Your assignment: How many lines of the listing below hold the word "finger"? Answer with the number alone.

Extracted material:
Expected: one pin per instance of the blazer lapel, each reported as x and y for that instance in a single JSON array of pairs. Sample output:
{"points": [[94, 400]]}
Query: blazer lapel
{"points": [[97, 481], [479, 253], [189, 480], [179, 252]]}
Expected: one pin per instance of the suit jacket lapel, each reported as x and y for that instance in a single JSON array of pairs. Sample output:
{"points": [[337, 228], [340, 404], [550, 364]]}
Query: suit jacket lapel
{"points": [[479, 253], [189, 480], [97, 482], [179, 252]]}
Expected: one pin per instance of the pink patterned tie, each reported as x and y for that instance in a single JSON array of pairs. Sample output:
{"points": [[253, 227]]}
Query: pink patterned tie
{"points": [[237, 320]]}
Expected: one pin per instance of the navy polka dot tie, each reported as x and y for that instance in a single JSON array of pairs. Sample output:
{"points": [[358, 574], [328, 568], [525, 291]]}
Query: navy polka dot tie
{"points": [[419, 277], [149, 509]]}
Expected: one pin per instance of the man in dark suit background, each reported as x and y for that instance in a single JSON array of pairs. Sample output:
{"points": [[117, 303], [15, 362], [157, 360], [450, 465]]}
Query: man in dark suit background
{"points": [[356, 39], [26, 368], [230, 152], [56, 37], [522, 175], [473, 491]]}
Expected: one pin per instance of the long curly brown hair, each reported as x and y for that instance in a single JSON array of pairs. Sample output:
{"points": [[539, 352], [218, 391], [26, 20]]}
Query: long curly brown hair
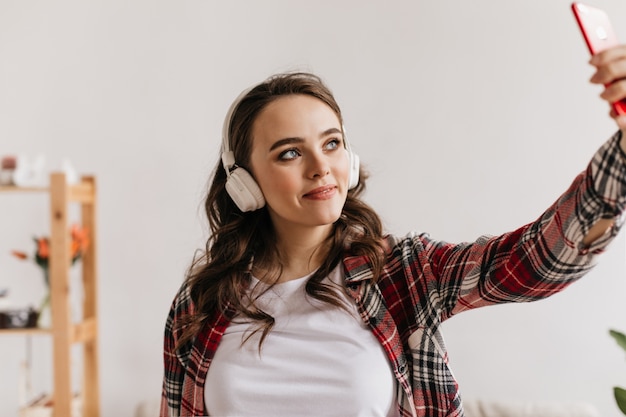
{"points": [[219, 279]]}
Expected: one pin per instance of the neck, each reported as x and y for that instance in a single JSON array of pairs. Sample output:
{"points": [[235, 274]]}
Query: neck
{"points": [[302, 251]]}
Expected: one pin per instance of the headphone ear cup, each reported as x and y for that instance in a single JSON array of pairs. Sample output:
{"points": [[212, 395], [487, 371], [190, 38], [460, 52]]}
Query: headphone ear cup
{"points": [[244, 190], [354, 170]]}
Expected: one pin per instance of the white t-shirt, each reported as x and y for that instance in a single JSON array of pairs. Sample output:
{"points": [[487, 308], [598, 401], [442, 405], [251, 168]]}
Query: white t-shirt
{"points": [[318, 360]]}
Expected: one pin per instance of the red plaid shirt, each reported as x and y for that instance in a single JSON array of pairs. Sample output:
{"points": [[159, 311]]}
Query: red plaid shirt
{"points": [[425, 282]]}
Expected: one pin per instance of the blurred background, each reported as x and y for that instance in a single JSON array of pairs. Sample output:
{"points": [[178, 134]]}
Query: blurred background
{"points": [[471, 116]]}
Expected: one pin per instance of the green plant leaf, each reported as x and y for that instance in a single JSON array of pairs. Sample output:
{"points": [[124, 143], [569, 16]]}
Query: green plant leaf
{"points": [[620, 398], [619, 337]]}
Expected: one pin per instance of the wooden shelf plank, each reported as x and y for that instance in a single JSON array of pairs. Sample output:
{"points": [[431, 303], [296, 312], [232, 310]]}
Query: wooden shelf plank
{"points": [[16, 189], [82, 193], [63, 331], [85, 331], [25, 332]]}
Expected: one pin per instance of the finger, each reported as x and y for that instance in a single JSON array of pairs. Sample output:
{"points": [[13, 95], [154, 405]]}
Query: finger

Reply to the task: 2